▶ Aim of the exercise
Each line in the listing below that contains "negative" should be returned.

▶ Data to examine

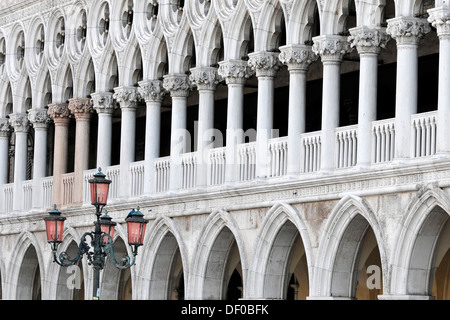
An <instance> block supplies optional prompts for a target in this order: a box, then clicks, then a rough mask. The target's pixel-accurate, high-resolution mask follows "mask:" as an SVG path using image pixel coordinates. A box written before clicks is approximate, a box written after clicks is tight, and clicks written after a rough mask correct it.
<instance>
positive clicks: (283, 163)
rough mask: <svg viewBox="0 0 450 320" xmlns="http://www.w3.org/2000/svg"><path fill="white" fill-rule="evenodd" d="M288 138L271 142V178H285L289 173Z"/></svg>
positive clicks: (284, 138)
mask: <svg viewBox="0 0 450 320" xmlns="http://www.w3.org/2000/svg"><path fill="white" fill-rule="evenodd" d="M287 153H288V142H287V137H281V138H274V139H270V140H269V157H270V173H269V176H270V177H280V176H284V175H285V174H286V172H287Z"/></svg>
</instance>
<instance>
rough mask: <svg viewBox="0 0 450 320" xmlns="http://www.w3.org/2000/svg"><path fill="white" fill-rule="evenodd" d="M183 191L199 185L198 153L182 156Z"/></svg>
mask: <svg viewBox="0 0 450 320" xmlns="http://www.w3.org/2000/svg"><path fill="white" fill-rule="evenodd" d="M180 160H181V185H180V188H181V189H190V188H194V187H195V186H196V183H197V153H196V152H190V153H184V154H182V155H180Z"/></svg>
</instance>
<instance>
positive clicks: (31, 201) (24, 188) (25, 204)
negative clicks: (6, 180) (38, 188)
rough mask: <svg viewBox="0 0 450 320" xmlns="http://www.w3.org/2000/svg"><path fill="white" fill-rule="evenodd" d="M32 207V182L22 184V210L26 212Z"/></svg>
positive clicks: (32, 197) (28, 182)
mask: <svg viewBox="0 0 450 320" xmlns="http://www.w3.org/2000/svg"><path fill="white" fill-rule="evenodd" d="M32 207H33V180H26V181H24V182H22V210H24V211H28V210H30V209H31V208H32Z"/></svg>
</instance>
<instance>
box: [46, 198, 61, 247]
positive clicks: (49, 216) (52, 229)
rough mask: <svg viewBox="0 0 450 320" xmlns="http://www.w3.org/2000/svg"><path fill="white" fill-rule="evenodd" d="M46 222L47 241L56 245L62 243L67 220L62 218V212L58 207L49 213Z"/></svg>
mask: <svg viewBox="0 0 450 320" xmlns="http://www.w3.org/2000/svg"><path fill="white" fill-rule="evenodd" d="M44 220H45V228H46V230H47V241H48V242H50V243H55V244H58V243H61V242H62V238H63V233H64V221H65V220H66V218H65V217H62V216H61V212H59V211H58V210H57V209H56V205H55V207H54V209H53V210H52V211H49V216H48V217H45V218H44Z"/></svg>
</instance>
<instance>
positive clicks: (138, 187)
mask: <svg viewBox="0 0 450 320" xmlns="http://www.w3.org/2000/svg"><path fill="white" fill-rule="evenodd" d="M144 169H145V164H144V161H139V162H134V163H131V164H130V177H131V181H130V187H131V190H130V195H131V196H132V197H135V196H139V195H141V194H143V193H144Z"/></svg>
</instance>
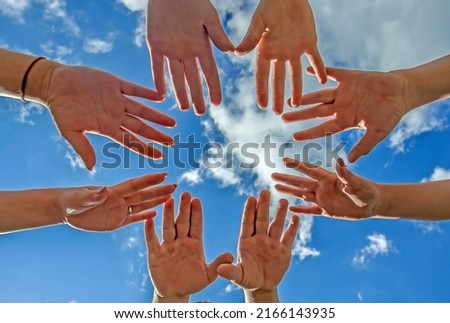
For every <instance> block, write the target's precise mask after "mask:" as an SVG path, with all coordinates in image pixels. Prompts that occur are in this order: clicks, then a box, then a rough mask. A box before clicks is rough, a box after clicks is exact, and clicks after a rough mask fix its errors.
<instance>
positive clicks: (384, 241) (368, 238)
mask: <svg viewBox="0 0 450 323" xmlns="http://www.w3.org/2000/svg"><path fill="white" fill-rule="evenodd" d="M367 239H368V240H369V244H368V245H367V246H365V247H364V248H362V249H361V250H358V251H357V252H356V255H355V256H354V257H353V260H352V264H353V265H354V266H356V267H364V266H365V265H367V263H368V262H369V261H370V260H372V259H373V258H375V257H377V256H379V255H383V256H385V255H387V254H389V253H390V252H392V251H393V250H394V248H393V245H392V241H391V240H388V239H387V238H386V236H385V235H384V234H381V233H374V234H371V235H369V236H367Z"/></svg>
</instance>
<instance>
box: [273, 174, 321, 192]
mask: <svg viewBox="0 0 450 323" xmlns="http://www.w3.org/2000/svg"><path fill="white" fill-rule="evenodd" d="M272 179H274V180H276V181H277V182H281V183H285V184H289V185H292V186H295V187H298V188H302V189H306V190H308V191H315V190H316V189H317V187H318V186H319V183H318V182H317V181H316V180H313V179H310V178H306V177H301V176H296V175H289V174H282V173H273V174H272Z"/></svg>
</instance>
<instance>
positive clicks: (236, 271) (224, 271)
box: [217, 264, 244, 284]
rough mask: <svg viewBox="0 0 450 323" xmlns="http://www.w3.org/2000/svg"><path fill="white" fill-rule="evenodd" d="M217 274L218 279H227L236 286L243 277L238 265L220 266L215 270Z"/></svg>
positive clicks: (230, 264)
mask: <svg viewBox="0 0 450 323" xmlns="http://www.w3.org/2000/svg"><path fill="white" fill-rule="evenodd" d="M217 273H218V274H219V276H220V277H223V278H225V279H228V280H229V281H231V282H234V283H236V284H240V283H241V281H242V278H243V276H244V273H243V271H242V266H241V265H240V264H238V265H237V266H235V265H233V264H222V265H220V266H219V267H218V268H217Z"/></svg>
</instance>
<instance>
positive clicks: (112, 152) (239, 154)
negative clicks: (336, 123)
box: [101, 134, 347, 169]
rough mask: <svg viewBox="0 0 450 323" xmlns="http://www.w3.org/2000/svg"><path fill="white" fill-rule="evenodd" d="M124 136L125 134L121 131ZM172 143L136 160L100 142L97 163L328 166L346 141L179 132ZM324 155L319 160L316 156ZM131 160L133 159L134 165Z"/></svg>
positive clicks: (151, 165)
mask: <svg viewBox="0 0 450 323" xmlns="http://www.w3.org/2000/svg"><path fill="white" fill-rule="evenodd" d="M125 136H127V135H125ZM174 139H175V145H174V146H172V147H170V148H168V147H163V148H162V151H163V153H164V156H165V158H164V159H160V160H154V159H149V158H145V157H143V156H138V158H137V161H136V159H135V158H132V155H133V154H134V153H133V152H131V151H130V150H129V149H122V148H121V146H120V145H119V144H117V143H113V142H110V143H107V144H105V145H103V148H102V153H103V156H104V157H105V158H106V159H107V160H105V161H103V162H102V164H101V167H103V168H105V169H117V168H124V169H131V168H136V167H137V168H138V169H143V168H145V167H146V166H148V167H151V168H154V169H165V168H168V167H170V166H173V167H177V168H180V169H192V168H207V169H214V168H235V167H239V168H243V169H252V168H256V167H258V166H260V165H261V164H264V165H265V166H266V167H268V168H275V167H276V165H277V164H276V161H277V160H279V159H281V158H283V157H286V156H293V158H295V159H298V160H302V161H304V162H307V163H310V164H313V165H315V166H317V167H331V166H332V165H333V163H334V162H335V161H336V160H337V159H339V153H340V152H341V151H342V150H343V149H344V147H345V145H346V144H347V142H342V141H340V142H336V143H334V142H333V137H332V136H326V137H325V143H319V142H306V143H304V144H303V145H297V147H296V146H295V144H294V143H293V142H285V143H279V142H276V141H273V140H272V139H273V138H272V136H271V135H270V134H268V135H266V136H265V137H264V139H263V140H262V142H230V143H227V144H221V143H218V142H207V143H204V142H201V141H199V140H196V138H195V134H191V135H190V136H189V137H188V138H187V140H186V141H183V140H182V139H181V137H180V135H179V134H178V135H176V136H174ZM124 142H125V143H130V138H125V137H124ZM132 147H133V149H134V150H137V151H144V150H145V149H146V147H144V146H143V145H142V144H140V143H132ZM318 155H320V156H324V158H322V159H321V160H318V159H317V156H318ZM132 163H137V164H138V165H135V164H133V165H132Z"/></svg>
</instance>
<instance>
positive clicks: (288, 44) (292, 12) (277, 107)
mask: <svg viewBox="0 0 450 323" xmlns="http://www.w3.org/2000/svg"><path fill="white" fill-rule="evenodd" d="M256 46H257V56H256V72H255V79H256V95H257V102H258V105H259V106H260V107H261V108H266V107H267V105H268V97H269V96H268V78H269V72H270V64H271V62H273V81H272V88H273V111H274V112H275V113H276V114H281V113H282V112H283V106H284V85H285V78H286V62H289V66H290V74H291V84H292V98H291V100H290V101H289V105H290V106H299V105H300V103H301V101H302V64H301V56H302V55H303V54H304V53H306V55H307V56H308V59H309V61H310V63H311V65H312V66H313V68H314V70H315V71H316V72H317V75H318V79H319V81H320V82H321V83H326V81H327V75H326V71H325V66H324V64H323V61H322V58H321V56H320V53H319V50H318V49H317V35H316V27H315V23H314V16H313V13H312V11H311V7H310V6H309V3H308V1H307V0H278V1H273V0H261V1H260V3H259V5H258V7H257V8H256V10H255V13H254V14H253V17H252V20H251V22H250V27H249V29H248V31H247V34H246V35H245V37H244V39H243V40H242V42H241V44H240V45H238V46H237V47H236V52H237V53H238V54H245V53H248V52H249V51H251V50H253V49H254V48H255V47H256Z"/></svg>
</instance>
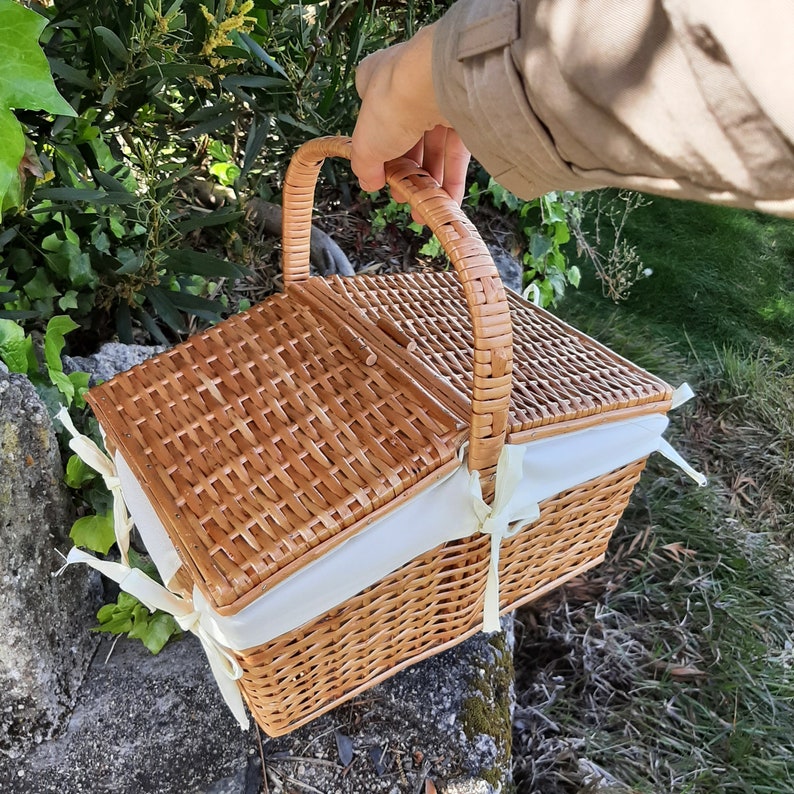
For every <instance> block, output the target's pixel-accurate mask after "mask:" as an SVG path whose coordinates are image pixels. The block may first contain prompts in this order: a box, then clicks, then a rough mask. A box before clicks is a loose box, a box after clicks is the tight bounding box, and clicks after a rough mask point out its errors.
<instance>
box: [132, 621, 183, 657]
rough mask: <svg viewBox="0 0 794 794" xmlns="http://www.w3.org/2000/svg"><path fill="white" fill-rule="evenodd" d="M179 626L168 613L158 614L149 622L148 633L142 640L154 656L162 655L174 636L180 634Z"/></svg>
mask: <svg viewBox="0 0 794 794" xmlns="http://www.w3.org/2000/svg"><path fill="white" fill-rule="evenodd" d="M179 631H180V629H179V626H178V625H177V623H176V621H175V620H174V618H173V617H172V616H171V615H169V614H167V613H166V612H156V613H155V614H154V615H153V616H152V617H151V618H150V619H149V622H148V626H147V631H146V633H145V635H144V636H143V637H141V640H142V642H143V644H144V645H145V646H146V647H147V648H148V650H149V651H150V652H151V653H153V654H158V653H160V651H161V650H163V648H164V647H165V644H166V643H167V642H168V640H170V639H171V637H172V636H173V635H174V634H179Z"/></svg>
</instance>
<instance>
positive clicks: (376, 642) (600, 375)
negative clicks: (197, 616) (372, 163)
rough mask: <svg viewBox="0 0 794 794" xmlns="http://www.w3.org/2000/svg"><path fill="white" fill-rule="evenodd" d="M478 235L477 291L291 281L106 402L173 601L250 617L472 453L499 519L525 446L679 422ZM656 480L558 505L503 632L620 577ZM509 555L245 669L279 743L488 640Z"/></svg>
mask: <svg viewBox="0 0 794 794" xmlns="http://www.w3.org/2000/svg"><path fill="white" fill-rule="evenodd" d="M335 145H336V144H334V146H335ZM326 148H327V147H326ZM331 148H332V149H333V147H331ZM325 153H326V152H325V150H324V149H323V150H322V155H323V156H324V154H325ZM331 153H335V151H331ZM309 159H310V160H311V159H312V158H311V157H310V158H309ZM320 160H321V156H316V155H315V156H314V160H313V161H320ZM317 168H319V165H317ZM398 178H403V179H404V178H407V177H398ZM307 182H308V183H309V186H310V187H311V188H312V189H313V183H312V179H308V180H307ZM422 184H424V183H422ZM434 196H435V194H430V195H429V198H428V199H427V201H430V203H431V204H432V202H433V201H435V198H434ZM423 200H424V199H423ZM304 203H305V202H304ZM455 218H456V219H457V218H458V216H457V215H456V216H455ZM462 223H463V221H460V220H455V221H454V223H453V224H452V227H453V233H452V234H453V237H454V238H455V239H458V240H459V243H456V242H455V239H453V240H452V241H450V240H449V239H446V241H444V240H442V242H444V243H445V247H446V248H447V251H448V253H449V252H450V249H451V248H454V247H455V246H456V245H458V250H457V252H456V251H453V252H452V253H451V254H450V256H451V257H452V258H453V260H455V259H456V258H457V259H460V258H461V257H463V258H464V259H465V258H466V257H467V256H468V257H469V259H471V257H472V256H473V257H474V259H475V261H474V265H473V267H470V268H469V270H468V271H464V274H463V275H461V268H460V267H458V262H457V261H456V262H455V263H456V271H457V272H449V273H440V274H438V273H435V274H416V275H410V276H408V275H406V276H403V275H397V276H381V277H357V278H355V279H344V280H343V279H338V278H331V279H316V278H311V279H308V278H304V277H299V278H287V277H285V281H286V282H287V287H286V289H285V292H284V293H282V294H280V295H277V296H273V297H272V298H270V299H268V300H267V301H266V302H265V303H264V304H262V305H260V306H257V307H254V308H253V309H251V310H250V311H249V312H246V313H245V314H243V315H239V316H237V317H234V318H231V319H230V320H228V321H226V322H225V323H222V324H220V325H218V326H216V327H215V328H212V329H210V330H209V331H206V332H204V333H203V334H200V335H197V336H196V337H192V338H191V339H189V340H187V341H186V342H185V343H183V344H182V345H179V346H177V347H176V348H174V349H173V350H170V351H167V352H166V353H164V354H162V355H160V356H158V357H157V358H155V359H153V360H152V361H150V362H145V363H144V364H142V365H140V366H139V367H136V368H134V369H133V370H130V371H129V372H127V373H123V374H122V375H120V376H118V377H117V378H114V379H113V380H112V381H109V382H108V383H106V384H103V385H101V386H100V387H98V388H96V389H94V390H92V391H91V393H90V394H89V398H88V399H89V402H90V404H91V406H92V408H93V409H94V411H95V413H96V415H97V417H98V419H99V421H100V424H101V425H102V427H103V430H104V432H105V434H106V442H107V445H108V448H109V450H111V451H112V452H116V453H119V454H121V455H122V457H123V458H124V460H125V461H126V462H127V464H128V465H129V468H130V469H131V470H132V472H133V474H134V476H135V477H136V478H137V480H138V482H139V484H140V487H141V489H142V492H143V493H144V494H145V496H146V498H147V499H148V500H149V502H150V503H151V505H152V507H153V509H154V512H155V513H156V514H157V518H158V520H159V522H160V524H161V525H162V528H163V531H164V534H165V535H167V541H168V543H170V544H171V545H172V546H173V548H174V549H175V551H176V553H177V555H178V557H179V560H180V563H181V565H180V567H179V569H178V570H177V571H176V572H175V574H174V575H173V577H170V576H169V577H167V578H168V579H169V580H170V586H171V587H172V589H176V590H181V591H182V592H184V593H189V592H190V591H191V590H192V588H193V587H196V588H198V589H199V590H200V591H201V593H202V594H203V596H204V597H205V598H206V599H207V601H208V602H209V603H210V604H211V606H212V607H213V609H214V610H216V612H217V614H218V616H220V617H223V616H229V615H235V614H237V613H239V612H240V611H241V610H243V609H244V608H246V607H247V606H250V605H252V604H254V603H255V602H256V601H257V600H258V599H261V598H263V597H264V595H265V594H266V593H268V592H269V591H271V590H272V589H273V588H274V587H276V586H277V585H279V584H280V583H283V582H285V581H287V580H289V579H290V577H294V576H296V575H299V574H300V573H301V571H302V570H304V569H306V568H307V567H308V566H310V565H311V564H312V563H315V562H317V561H318V560H320V559H322V558H323V557H324V555H328V554H329V553H331V552H334V551H338V550H340V549H342V548H343V547H344V545H345V543H346V541H349V540H350V539H351V538H355V537H357V536H359V535H361V533H363V532H366V531H367V529H368V527H369V525H370V524H371V523H372V522H373V521H375V520H376V519H378V518H379V517H380V516H385V515H388V514H389V513H390V512H391V511H394V510H395V508H396V507H398V506H400V505H403V504H406V503H407V502H409V501H410V500H412V499H414V498H416V497H417V496H418V495H420V494H422V493H423V492H425V491H426V490H427V489H428V488H429V487H430V486H431V485H432V484H433V483H435V482H438V481H439V480H440V479H441V478H443V477H444V476H446V475H447V474H448V473H449V472H451V471H454V470H455V469H456V467H459V466H460V455H461V448H462V447H463V446H464V445H465V446H466V450H467V459H468V465H469V469H471V470H476V471H478V472H479V473H480V479H481V482H482V484H483V493H484V494H485V498H486V499H489V498H490V496H491V494H492V491H493V477H494V470H495V466H496V458H497V457H498V453H499V449H500V448H501V447H502V446H503V445H504V444H505V443H507V444H514V445H517V444H525V443H528V442H531V441H533V440H538V439H545V438H553V437H555V436H559V435H561V434H572V433H577V432H578V431H581V430H585V429H587V428H590V427H593V426H609V425H610V423H614V422H619V421H620V420H624V419H626V418H627V417H633V416H643V415H646V414H663V413H665V412H666V411H667V409H668V408H669V406H670V400H671V394H672V390H671V389H670V387H669V386H667V385H666V384H664V383H663V382H662V381H659V380H658V379H656V378H654V377H652V376H650V375H648V374H647V373H645V372H643V371H642V370H640V369H638V368H637V367H634V366H633V365H631V364H630V363H629V362H627V361H625V360H623V359H621V358H620V357H618V356H616V355H615V354H613V353H611V352H610V351H608V350H607V349H606V348H604V347H602V346H601V345H599V344H597V343H595V342H593V341H592V340H590V339H588V338H587V337H585V336H583V335H581V334H579V333H578V332H576V331H575V330H574V329H572V328H570V327H568V326H566V325H564V324H563V323H561V322H559V321H558V320H556V319H555V318H554V317H552V316H551V315H549V314H548V313H546V312H545V311H543V310H541V309H538V308H536V307H534V306H532V305H530V304H528V303H526V302H525V301H523V300H521V299H520V298H518V297H515V296H508V295H506V294H505V292H504V290H502V288H501V284H500V283H498V278H494V275H493V273H492V271H491V270H489V269H488V263H487V262H485V261H484V260H483V262H482V264H481V263H480V260H479V259H478V257H485V256H487V253H486V254H483V253H482V249H481V248H477V249H476V251H475V252H474V254H468V255H467V254H466V253H465V252H464V253H463V254H460V249H461V248H463V249H467V250H468V248H467V246H469V245H470V237H469V235H471V234H472V232H471V231H467V232H466V233H465V234H463V233H462V231H461V230H462V228H463V227H462V226H461V225H460V224H462ZM454 224H458V225H457V226H455V225H454ZM474 234H475V235H476V232H474ZM293 242H294V241H293ZM286 243H287V238H286V236H285V250H286V249H287V248H288V247H289V246H288V245H287V244H286ZM295 247H298V248H299V247H300V246H299V245H298V244H297V243H295ZM474 271H476V272H474ZM286 275H287V274H286V273H285V276H286ZM468 282H472V283H474V287H471V286H469V285H468ZM483 285H484V286H483ZM473 305H474V306H479V307H480V308H479V309H478V310H477V311H476V312H473V311H472V306H473ZM483 306H484V307H485V309H484V310H483V309H482V307H483ZM489 306H494V307H495V308H494V309H493V313H491V310H490V309H489V308H488V307H489ZM492 316H493V317H497V321H494V323H493V328H495V330H492V331H489V329H491V327H492V325H491V320H490V319H489V318H491V317H492ZM505 317H507V318H508V319H507V322H508V326H507V328H506V330H505V326H504V318H505ZM500 323H501V325H500ZM489 333H490V336H489V335H488V334H489ZM505 340H506V341H505ZM505 349H507V353H505V352H504V350H505ZM505 384H506V386H505ZM494 406H496V409H494V414H491V413H489V411H491V409H492V408H494ZM494 416H496V418H494ZM473 461H474V462H473ZM644 464H645V459H644V457H642V458H640V459H637V460H632V461H630V462H628V463H625V462H624V463H621V464H620V465H615V467H614V468H610V467H606V469H605V471H604V472H603V473H601V474H599V475H598V476H596V477H593V478H591V479H588V480H587V481H585V482H581V483H577V484H576V485H575V486H573V487H570V488H567V489H565V490H563V491H561V492H560V493H557V494H554V495H553V496H551V497H549V498H546V499H544V500H543V501H542V502H541V503H540V518H538V519H537V520H535V521H534V522H532V523H531V525H530V526H528V527H526V528H525V529H524V530H523V531H521V532H519V533H518V534H516V535H514V536H513V537H511V538H508V539H505V540H504V541H503V542H502V545H501V552H500V557H499V573H500V577H499V578H500V581H501V586H500V590H499V608H500V610H501V611H502V612H506V611H509V610H511V609H514V608H515V607H516V606H517V605H519V604H521V603H524V602H526V601H529V600H531V599H534V598H537V597H539V596H540V595H543V594H544V593H546V592H548V591H549V590H550V589H552V588H554V587H556V586H558V585H559V584H561V583H562V582H564V581H566V580H567V579H570V578H571V577H573V576H575V575H577V574H579V573H580V572H582V571H584V570H586V569H587V568H589V567H591V566H593V565H595V564H597V563H598V562H600V561H601V559H602V558H603V555H604V552H605V550H606V546H607V543H608V541H609V538H610V535H611V533H612V530H613V528H614V526H615V524H616V523H617V521H618V519H619V518H620V515H621V514H622V512H623V510H624V508H625V506H626V504H627V502H628V499H629V496H630V494H631V491H632V488H633V487H634V484H635V483H636V481H637V479H638V478H639V476H640V473H641V471H642V468H643V466H644ZM490 547H491V543H490V540H489V538H488V536H487V535H484V534H481V533H474V534H472V535H470V536H468V537H463V538H456V539H454V540H451V541H448V542H445V543H442V544H440V545H434V546H432V547H427V548H425V549H423V551H422V553H420V554H417V555H416V557H415V558H414V559H412V560H410V561H408V562H407V563H405V564H404V565H402V566H400V567H399V568H398V569H397V570H393V571H390V572H388V573H387V574H386V575H383V576H381V577H379V578H378V579H377V581H372V582H369V583H368V585H367V586H366V587H363V588H362V589H361V590H360V591H359V592H357V593H356V594H355V595H353V596H351V597H348V598H346V599H344V600H343V601H342V602H341V603H332V604H329V605H328V606H327V608H326V609H324V610H322V611H320V612H318V613H317V614H316V615H314V616H312V617H311V619H309V620H306V621H305V622H303V623H302V624H301V625H300V626H297V627H296V628H294V629H293V630H291V631H289V632H287V633H284V634H282V635H279V636H276V637H274V638H272V639H269V640H268V641H266V642H263V643H258V644H256V645H254V646H253V647H247V648H243V649H241V650H235V651H233V653H234V655H235V657H236V658H237V660H238V661H239V663H240V665H241V666H242V668H243V671H244V675H243V677H242V678H241V679H240V681H239V685H240V688H241V690H242V692H243V696H244V698H245V701H246V703H247V704H248V707H249V709H250V711H251V713H252V714H253V716H254V718H255V719H256V720H257V722H258V723H259V724H260V726H261V727H262V728H263V729H264V730H265V731H266V732H267V733H268V734H269V735H271V736H277V735H281V734H283V733H285V732H287V731H289V730H291V729H293V728H295V727H297V726H299V725H301V724H304V723H306V722H308V721H310V720H312V719H313V718H315V717H317V716H318V715H320V714H322V713H324V712H325V711H327V710H329V709H331V708H332V707H334V706H335V705H338V704H339V703H341V702H343V701H344V700H347V699H349V698H351V697H353V696H354V695H356V694H357V693H359V692H361V691H363V690H365V689H367V688H368V687H370V686H372V685H373V684H375V683H377V682H378V681H380V680H383V679H385V678H387V677H389V676H390V675H393V674H394V673H395V672H396V671H398V670H399V669H401V668H404V667H406V666H408V665H410V664H413V663H415V662H417V661H419V660H421V659H424V658H426V657H428V656H430V655H432V654H435V653H438V652H440V651H442V650H444V649H445V648H448V647H450V646H452V645H454V644H456V643H458V642H461V641H462V640H463V639H465V638H466V637H468V636H471V635H472V634H473V633H475V632H477V631H479V630H480V629H481V627H482V608H483V598H484V593H485V589H486V579H487V576H488V565H489V550H490ZM164 578H166V577H164Z"/></svg>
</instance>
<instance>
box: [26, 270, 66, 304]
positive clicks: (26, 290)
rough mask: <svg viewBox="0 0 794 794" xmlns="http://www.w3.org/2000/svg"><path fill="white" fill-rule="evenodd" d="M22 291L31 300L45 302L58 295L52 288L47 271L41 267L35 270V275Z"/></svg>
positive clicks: (52, 285) (57, 291) (52, 287)
mask: <svg viewBox="0 0 794 794" xmlns="http://www.w3.org/2000/svg"><path fill="white" fill-rule="evenodd" d="M24 290H25V294H26V295H27V296H28V297H29V298H30V299H31V300H45V299H46V298H55V297H56V296H57V295H58V290H57V289H56V288H55V287H54V286H53V284H52V281H50V277H49V276H48V275H47V270H46V269H45V268H43V267H41V268H38V269H37V270H36V275H35V276H33V278H32V279H31V280H30V281H28V283H27V284H25V286H24Z"/></svg>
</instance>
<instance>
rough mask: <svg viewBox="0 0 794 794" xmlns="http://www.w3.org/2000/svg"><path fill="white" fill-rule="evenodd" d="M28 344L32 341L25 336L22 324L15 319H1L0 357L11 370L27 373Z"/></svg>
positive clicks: (0, 329) (18, 371)
mask: <svg viewBox="0 0 794 794" xmlns="http://www.w3.org/2000/svg"><path fill="white" fill-rule="evenodd" d="M28 345H32V342H31V341H30V339H26V338H25V332H24V330H23V329H22V326H20V325H17V323H15V322H14V321H13V320H0V359H2V360H3V361H4V362H5V365H6V366H7V367H8V369H9V370H10V371H11V372H19V373H22V374H23V375H24V374H26V373H27V371H28V355H27V346H28Z"/></svg>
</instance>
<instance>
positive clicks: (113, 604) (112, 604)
mask: <svg viewBox="0 0 794 794" xmlns="http://www.w3.org/2000/svg"><path fill="white" fill-rule="evenodd" d="M115 612H116V605H115V604H105V606H103V607H100V608H99V612H97V613H96V616H97V620H98V621H99V622H100V623H107V622H108V621H109V620H111V619H112V618H113V615H114V613H115Z"/></svg>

▶ Task solution
negative clicks: (6, 180) (38, 188)
negative clicks: (336, 123)
negative clicks: (197, 616) (372, 163)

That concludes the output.